• _Okuma metni_
══════

Necmettin Türünay

Necmettin Türünay

Şehirler, camiler ve kamu binaları

Şehirler, camiler ve kamu binaları

Çamlıca Camii’ne veya Mimar Sinan Camii’ne ilişkin tartışmalar, yazılar insana haz veriyor. Bir zamanların Taksim Camii tartışmalarından sonra ilk defa oluyor bu!.. Dolayısıyla neresinden bakarsanız bakın, cami din sanat ve tefekkür hayatımızın merkezinde yer edinmeye başlıyor. Ayrıca şehirle, şehircilikle iç içe olarak bu konuların ele alınması apayrı bir gelişme!..


Fakat düşünün; Mevcut iktidar döneminde kaç üniversite kampüsü inşa edildi? Kaç Adliye Sarayı yapıldı? Hele o devâsâ hükümet binaları, vali konakları... Bir de bunlara ilâve olarak, yirmi yıldır yapılan Belediye Saraylarını, Kültür Merkezlerini düşünün!.. Toplu Konut binalarını, sitelerini saymıyorum bile.


Dikkat ederseniz, şehir ve belediye hizmetleri cümlesinden bu yapılar hakkında kimse bir şey söylemiyor. Mimari alanda da garip bir retorik almış başını gidiyor. Müslümanlığımızın veya muhafazakârlığımızın bu alanlara ilişkin söyleyecek bir sözü, birikimi bulunmuyor belki de!..


İşte o sükût dehlizlerinden geçtiğimiz sırada, Çamlıca ve Mimar Sinan camilerinin gündemimize girmesi, neresinden bakarsanız bakın hayırlara vesile olmuştur. Çünkü şehri, şehrin mimari görselliğini ve yaşadığımız şehirlerin ruhunu kurmakla biz görevliyiz. Mimariye nasıl bir şekil vereceğiz? Bu sorunun cevabı şudur:


İçimizde ne varsa, şehirlerimiz de ona göre bir şekle ve hüviyete bürünecek!.. Dolayısıyla bize bu noktada en büyük yardımcının geleneğimiz olduğu asla unutulamaz. Onun için ister mabedlerimiz, ister kamu binaları, hepsini böyle düşünmek kurmak ve planlamak mecburiyetindeyiz.

══════

• _İstenenler_
• A. Okuma metninde "Fakat düşünün; Mevcut" sözlerini içeren yerle açılıp "bulunmuyor belki de!.." sözleriyle kapanan bölümü, "Kültür Merkezlerini" ifadesini "Sanat Merkezlerini" ile değiştirerek yeniden yazın.
• B. Okuma metninde adı geçen bütün camileri sıralayın.
Aşağıdaki listenin bu çalışmayla hiçbir ilgisi yoktur.

══════

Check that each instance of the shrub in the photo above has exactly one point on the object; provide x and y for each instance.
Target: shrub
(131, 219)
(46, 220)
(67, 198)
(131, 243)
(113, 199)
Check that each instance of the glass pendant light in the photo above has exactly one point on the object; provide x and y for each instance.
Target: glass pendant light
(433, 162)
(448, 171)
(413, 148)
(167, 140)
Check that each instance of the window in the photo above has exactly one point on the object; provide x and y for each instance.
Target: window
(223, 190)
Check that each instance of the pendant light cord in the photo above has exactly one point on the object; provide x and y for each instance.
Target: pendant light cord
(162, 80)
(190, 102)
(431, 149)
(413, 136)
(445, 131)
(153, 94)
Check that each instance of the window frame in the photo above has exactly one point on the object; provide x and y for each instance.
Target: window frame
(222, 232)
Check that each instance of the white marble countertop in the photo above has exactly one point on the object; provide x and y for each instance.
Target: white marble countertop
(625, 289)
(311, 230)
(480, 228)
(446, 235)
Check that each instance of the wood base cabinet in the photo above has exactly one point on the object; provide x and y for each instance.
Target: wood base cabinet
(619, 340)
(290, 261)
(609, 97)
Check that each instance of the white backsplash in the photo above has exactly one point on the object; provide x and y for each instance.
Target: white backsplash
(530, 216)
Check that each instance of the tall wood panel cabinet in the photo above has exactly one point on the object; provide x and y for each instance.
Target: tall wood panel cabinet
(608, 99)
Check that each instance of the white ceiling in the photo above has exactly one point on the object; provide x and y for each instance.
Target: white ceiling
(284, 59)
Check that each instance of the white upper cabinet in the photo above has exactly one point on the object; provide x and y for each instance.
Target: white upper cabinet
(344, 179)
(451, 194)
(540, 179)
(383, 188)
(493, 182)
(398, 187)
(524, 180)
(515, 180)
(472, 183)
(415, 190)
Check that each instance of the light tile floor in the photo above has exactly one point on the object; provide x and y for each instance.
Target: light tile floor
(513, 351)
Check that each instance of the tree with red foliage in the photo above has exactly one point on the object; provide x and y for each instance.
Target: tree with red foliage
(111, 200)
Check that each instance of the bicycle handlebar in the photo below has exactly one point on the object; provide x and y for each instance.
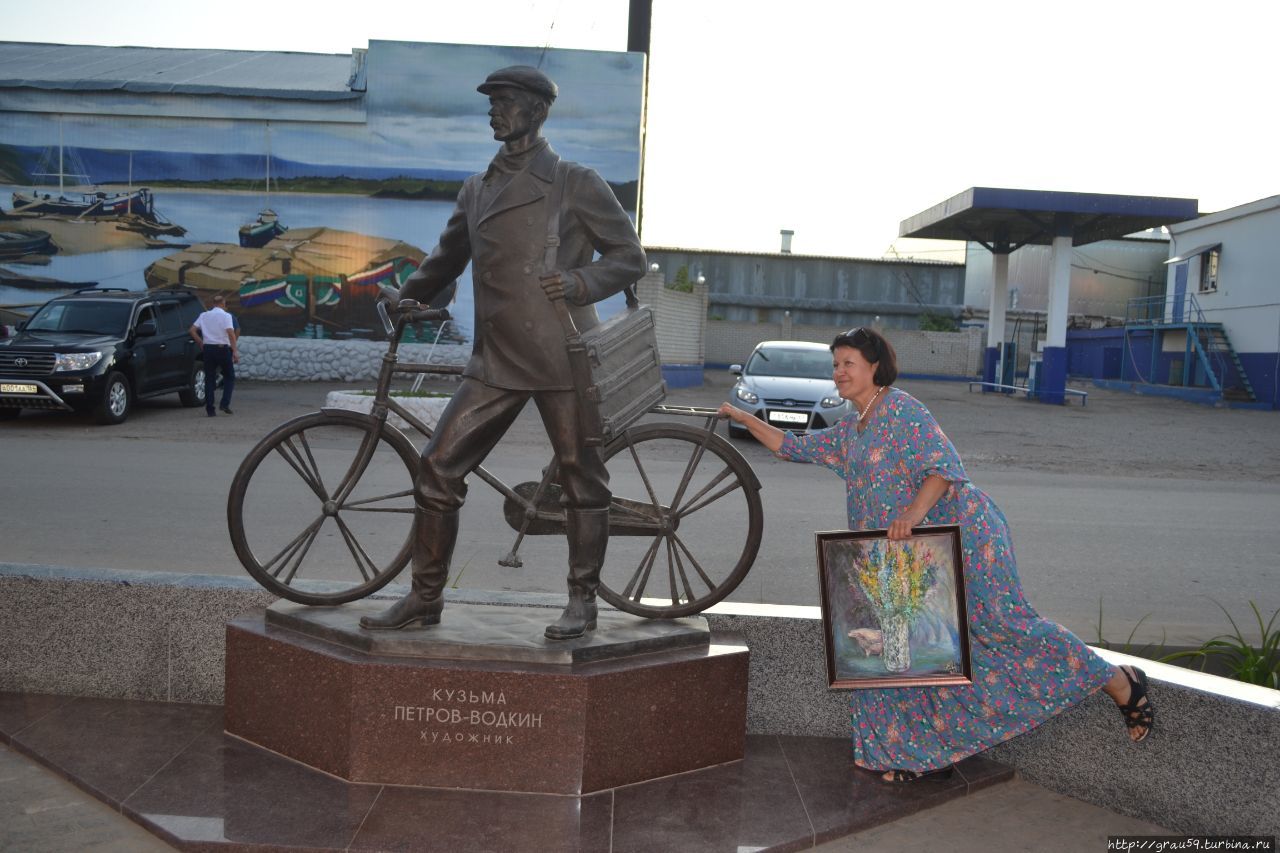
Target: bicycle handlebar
(411, 311)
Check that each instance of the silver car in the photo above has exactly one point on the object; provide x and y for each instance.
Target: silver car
(789, 384)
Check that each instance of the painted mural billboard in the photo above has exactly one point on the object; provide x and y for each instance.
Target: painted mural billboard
(296, 200)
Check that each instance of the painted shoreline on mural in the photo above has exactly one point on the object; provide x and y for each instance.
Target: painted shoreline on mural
(379, 181)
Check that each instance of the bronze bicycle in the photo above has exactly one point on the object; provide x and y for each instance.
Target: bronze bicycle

══════

• _Tam cevaplar_
• A.
Fakat düşünün; Mevcut iktidar döneminde kaç üniversite kampüsü inşa edildi? Kaç Adliye Sarayı yapıldı? Hele o devâsâ hükümet binaları, vali konakları... Bir de bunlara ilâve olarak, yirmi yıldır yapılan Belediye Saraylarını, Sanat Merkezlerini düşünün!.. Toplu Konut binalarını, sitelerini saymıyorum bile.


Dikkat ederseniz, şehir ve belediye hizmetleri cümlesinden bu yapılar hakkında kimse bir şey söylemiyor. Mimari alanda da garip bir retorik almış başını gidiyor. Müslümanlığımızın veya muhafazakârlığımızın bu alanlara ilişkin söyleyecek bir sözü, birikimi bulunmuyor belki de!..

• B. Çamlıca Camii, Mimar Sinan Camii, Taksim Camii